- **Фрагмент текста**
-- -- --

У Достоевского затрудненное движение связано с семантикой родов. Смысловая окраска здесь иная: это мотивы «ужаса», «узости», «тесноты», «тошноты» и «тоски». См. Топоров В. Н. Поэтика Достоевского и архаические схемы мифологического мышления («Преступление и наказание») // Топоров В. Н. Миф. Ритуал. Символ. Образ. Исследования в области мифопоэтического. М., 1995.

66

См.: Карасев Л. В. Вещество литературы. М., 2001.

Вернемся, однако, к нашей главной теме – к движению сюжета у Гоголя. От яркого, красочного, радостного начала к финалу, который очень часто иначе, как «Черт его знает, что такое!», и не назовешь.

«Черт его знает, что такое!»

Ну а что опять-таки посередине? А посередине некоторое положение дел, которое можно обозначить как промежуточное между полюсами зачина и концовки. Понять общий или ведущий смысл подобных – нередко больших по объему текстов –

помогает обращение к коротким эпизодам, щедро рассыпанным по гоголевским сочинениям, где динамика смены всех трех фаз интересующей нас сюжетной схемы происходит с быстротой изумительной. Иначе говоря, то, что в реальном течении сюжета занимает десятки страниц, здесь умещается буквально в несколько строк.

-- -- --

- **Материал**
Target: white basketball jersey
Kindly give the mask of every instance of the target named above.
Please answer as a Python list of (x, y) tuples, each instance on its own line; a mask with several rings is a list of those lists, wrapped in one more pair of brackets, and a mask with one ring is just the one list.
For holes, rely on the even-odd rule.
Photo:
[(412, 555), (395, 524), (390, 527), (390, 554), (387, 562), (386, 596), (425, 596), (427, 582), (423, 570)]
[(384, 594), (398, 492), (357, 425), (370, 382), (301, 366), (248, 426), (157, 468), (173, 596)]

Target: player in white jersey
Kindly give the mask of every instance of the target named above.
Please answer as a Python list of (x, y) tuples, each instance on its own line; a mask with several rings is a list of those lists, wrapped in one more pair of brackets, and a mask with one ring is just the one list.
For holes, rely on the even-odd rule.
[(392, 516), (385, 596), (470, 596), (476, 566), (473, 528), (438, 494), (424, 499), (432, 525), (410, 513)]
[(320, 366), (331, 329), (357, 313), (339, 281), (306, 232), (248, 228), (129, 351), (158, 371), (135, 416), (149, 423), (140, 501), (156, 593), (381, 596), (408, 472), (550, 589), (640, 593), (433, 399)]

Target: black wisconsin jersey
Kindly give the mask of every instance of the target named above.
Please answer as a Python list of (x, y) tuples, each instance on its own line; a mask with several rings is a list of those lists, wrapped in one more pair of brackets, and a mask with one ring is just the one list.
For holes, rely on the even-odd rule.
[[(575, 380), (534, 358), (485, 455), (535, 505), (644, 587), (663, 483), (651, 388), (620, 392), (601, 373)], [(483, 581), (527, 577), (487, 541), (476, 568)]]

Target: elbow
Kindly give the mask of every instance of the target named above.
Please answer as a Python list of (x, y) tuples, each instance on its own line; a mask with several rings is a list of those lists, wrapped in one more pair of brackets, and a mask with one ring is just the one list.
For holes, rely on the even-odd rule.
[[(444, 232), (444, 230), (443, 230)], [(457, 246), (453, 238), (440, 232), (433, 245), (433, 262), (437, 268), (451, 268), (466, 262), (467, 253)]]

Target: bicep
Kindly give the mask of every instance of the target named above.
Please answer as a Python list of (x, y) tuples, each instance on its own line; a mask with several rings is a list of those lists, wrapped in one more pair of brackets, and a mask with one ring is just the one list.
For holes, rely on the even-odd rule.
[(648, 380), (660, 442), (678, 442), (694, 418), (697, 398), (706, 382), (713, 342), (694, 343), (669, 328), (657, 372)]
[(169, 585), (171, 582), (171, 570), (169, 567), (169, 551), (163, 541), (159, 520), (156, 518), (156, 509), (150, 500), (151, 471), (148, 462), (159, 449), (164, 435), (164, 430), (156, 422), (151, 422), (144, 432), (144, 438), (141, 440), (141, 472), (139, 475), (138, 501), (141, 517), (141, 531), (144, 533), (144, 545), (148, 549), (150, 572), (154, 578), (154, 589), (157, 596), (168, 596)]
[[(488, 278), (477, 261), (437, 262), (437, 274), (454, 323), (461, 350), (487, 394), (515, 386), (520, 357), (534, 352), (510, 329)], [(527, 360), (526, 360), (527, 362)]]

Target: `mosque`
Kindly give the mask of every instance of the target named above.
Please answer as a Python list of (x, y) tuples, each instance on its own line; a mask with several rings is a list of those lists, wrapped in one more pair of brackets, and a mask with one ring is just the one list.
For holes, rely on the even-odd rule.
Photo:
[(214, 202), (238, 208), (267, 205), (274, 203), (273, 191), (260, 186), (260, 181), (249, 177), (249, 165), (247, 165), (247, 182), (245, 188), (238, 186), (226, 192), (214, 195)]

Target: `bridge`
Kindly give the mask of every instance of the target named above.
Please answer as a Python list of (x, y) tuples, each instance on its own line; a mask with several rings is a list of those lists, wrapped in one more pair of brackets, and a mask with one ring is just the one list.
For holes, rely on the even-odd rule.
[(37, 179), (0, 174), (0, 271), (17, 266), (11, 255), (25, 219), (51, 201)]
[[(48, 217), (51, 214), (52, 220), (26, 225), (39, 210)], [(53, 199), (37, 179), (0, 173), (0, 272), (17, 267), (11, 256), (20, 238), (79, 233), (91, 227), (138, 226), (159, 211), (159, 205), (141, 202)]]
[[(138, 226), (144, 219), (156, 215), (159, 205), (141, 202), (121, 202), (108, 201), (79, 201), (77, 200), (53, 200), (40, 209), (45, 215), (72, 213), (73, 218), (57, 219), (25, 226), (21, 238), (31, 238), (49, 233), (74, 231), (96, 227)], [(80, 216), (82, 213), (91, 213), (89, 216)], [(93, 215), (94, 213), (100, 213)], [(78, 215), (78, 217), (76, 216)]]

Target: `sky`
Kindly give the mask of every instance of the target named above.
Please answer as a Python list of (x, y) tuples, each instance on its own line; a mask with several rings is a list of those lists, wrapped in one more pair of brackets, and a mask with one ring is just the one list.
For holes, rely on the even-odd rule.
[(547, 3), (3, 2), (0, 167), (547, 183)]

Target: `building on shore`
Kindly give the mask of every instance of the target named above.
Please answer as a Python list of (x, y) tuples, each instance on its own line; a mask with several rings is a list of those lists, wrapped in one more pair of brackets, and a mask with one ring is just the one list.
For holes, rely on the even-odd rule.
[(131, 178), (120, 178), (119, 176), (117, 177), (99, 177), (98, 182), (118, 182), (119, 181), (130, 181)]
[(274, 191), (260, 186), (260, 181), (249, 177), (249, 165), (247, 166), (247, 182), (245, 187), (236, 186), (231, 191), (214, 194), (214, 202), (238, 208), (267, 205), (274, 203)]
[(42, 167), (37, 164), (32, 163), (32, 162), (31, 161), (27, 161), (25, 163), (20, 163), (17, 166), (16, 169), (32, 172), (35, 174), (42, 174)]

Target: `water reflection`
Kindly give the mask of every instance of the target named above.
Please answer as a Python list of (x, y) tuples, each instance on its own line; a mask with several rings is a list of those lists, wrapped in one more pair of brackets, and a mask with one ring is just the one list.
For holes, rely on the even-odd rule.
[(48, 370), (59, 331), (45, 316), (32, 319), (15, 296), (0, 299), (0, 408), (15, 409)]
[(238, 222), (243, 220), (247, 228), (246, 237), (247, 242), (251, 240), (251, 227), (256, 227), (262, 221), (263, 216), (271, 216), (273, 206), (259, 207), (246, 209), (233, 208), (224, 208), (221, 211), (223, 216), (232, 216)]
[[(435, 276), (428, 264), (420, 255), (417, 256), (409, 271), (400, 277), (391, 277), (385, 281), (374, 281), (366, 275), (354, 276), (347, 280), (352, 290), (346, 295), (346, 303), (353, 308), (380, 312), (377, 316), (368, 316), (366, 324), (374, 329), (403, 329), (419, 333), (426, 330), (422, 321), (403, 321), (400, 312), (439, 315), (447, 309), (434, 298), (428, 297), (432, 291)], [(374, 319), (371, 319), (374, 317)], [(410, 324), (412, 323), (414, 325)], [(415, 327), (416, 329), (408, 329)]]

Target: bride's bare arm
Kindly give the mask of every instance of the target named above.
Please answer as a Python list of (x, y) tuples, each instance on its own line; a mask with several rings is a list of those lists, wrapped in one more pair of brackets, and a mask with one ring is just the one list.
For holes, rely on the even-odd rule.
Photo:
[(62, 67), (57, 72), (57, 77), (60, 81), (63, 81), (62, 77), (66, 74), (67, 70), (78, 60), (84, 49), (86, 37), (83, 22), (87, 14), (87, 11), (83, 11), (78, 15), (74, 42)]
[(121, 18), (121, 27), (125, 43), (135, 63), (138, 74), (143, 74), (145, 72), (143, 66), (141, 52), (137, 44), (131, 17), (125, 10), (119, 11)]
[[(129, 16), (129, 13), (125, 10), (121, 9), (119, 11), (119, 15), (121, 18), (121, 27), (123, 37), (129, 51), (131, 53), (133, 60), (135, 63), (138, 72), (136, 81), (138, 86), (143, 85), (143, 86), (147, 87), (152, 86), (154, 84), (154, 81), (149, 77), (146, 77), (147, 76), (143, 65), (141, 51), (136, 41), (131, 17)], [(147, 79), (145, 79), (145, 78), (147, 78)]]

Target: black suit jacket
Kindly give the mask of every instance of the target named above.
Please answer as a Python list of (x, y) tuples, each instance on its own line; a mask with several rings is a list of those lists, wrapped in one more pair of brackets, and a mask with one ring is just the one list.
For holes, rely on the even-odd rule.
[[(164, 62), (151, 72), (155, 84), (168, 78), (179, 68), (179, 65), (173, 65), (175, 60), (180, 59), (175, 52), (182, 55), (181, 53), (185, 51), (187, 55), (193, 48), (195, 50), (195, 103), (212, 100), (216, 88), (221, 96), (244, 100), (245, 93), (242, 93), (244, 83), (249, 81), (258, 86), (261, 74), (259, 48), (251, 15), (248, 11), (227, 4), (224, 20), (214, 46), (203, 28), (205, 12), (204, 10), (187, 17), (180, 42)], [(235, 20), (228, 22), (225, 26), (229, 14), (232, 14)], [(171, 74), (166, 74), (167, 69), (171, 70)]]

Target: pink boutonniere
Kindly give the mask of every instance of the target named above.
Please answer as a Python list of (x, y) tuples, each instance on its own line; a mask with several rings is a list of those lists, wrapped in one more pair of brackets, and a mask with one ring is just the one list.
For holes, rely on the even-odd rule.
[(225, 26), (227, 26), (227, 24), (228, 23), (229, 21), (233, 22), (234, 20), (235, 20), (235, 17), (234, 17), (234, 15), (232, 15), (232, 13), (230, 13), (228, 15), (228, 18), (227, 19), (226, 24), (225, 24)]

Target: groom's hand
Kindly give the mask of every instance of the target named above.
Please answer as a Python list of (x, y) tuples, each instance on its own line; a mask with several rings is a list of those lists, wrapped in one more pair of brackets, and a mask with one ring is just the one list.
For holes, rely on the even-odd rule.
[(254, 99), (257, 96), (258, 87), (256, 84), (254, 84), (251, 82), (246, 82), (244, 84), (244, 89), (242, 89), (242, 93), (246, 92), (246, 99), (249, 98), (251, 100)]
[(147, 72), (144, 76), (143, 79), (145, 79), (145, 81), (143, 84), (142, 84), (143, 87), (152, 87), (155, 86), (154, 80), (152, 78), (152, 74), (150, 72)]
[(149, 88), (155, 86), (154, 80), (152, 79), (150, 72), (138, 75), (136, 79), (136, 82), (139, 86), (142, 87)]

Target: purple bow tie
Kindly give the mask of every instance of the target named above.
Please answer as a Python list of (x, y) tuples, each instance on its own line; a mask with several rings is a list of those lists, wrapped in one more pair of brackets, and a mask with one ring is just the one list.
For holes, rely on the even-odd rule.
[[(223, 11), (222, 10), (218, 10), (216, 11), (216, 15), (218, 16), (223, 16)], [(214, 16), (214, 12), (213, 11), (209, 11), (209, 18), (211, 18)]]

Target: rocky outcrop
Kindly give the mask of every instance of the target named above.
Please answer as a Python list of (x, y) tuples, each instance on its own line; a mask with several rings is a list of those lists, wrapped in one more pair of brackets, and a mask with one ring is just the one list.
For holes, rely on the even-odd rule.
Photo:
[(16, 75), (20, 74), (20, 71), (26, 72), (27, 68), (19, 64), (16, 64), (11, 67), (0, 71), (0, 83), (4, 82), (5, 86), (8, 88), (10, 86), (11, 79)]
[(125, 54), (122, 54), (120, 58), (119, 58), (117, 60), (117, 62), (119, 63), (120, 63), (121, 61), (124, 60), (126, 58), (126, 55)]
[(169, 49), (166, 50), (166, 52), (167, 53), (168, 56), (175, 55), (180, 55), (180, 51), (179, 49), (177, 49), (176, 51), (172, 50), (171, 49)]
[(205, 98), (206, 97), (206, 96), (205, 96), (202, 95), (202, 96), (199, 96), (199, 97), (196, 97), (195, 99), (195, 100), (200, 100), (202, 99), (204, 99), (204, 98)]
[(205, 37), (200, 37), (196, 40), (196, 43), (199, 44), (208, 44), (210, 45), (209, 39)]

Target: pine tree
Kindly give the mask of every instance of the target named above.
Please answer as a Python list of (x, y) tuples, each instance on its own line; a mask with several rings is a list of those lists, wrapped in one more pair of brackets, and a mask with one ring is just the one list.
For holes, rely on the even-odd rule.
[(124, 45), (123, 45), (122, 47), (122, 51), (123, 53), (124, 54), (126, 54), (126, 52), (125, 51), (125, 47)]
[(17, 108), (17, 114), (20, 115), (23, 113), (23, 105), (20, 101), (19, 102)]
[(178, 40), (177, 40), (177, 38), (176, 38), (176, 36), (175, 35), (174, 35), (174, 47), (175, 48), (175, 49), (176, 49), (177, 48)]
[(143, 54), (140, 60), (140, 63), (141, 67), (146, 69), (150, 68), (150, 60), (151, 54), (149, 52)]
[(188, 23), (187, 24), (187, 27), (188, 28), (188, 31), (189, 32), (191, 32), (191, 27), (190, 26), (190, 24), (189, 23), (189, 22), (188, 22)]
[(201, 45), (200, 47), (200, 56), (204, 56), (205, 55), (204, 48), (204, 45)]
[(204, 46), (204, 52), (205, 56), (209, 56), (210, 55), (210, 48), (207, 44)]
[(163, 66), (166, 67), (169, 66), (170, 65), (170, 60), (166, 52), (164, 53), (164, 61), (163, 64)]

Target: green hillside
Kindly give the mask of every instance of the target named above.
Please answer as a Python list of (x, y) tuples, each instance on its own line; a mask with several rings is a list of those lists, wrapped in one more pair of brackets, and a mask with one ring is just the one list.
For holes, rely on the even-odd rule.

-- -- --

- **Задания**
**1)** Перескажите в виде списка абзац отрывка, начинающийся словами «Вернемся, однако, к нашей главной теме», сохранив основные факты.
**2)** Почему, согласно отрывку, короткие эпизоды помогают понять общий смысл больших гоголевских текстов? Ответьте в одном–трех предложениях.

- **Ответы к заданиям**
**1)**
- Возврат к главной теме: движению сюжета у Гоголя.
- Сюжет начинается ярко, красочно и радостно.
- Финал очень часто можно назвать только «Черт его знает, что такое!».

**2)** В коротких эпизодах все три фазы сюжетной схемы сменяются с изумительной быстротой. То, что в реальном течении сюжета занимает десятки страниц, в них умещается в несколько строк.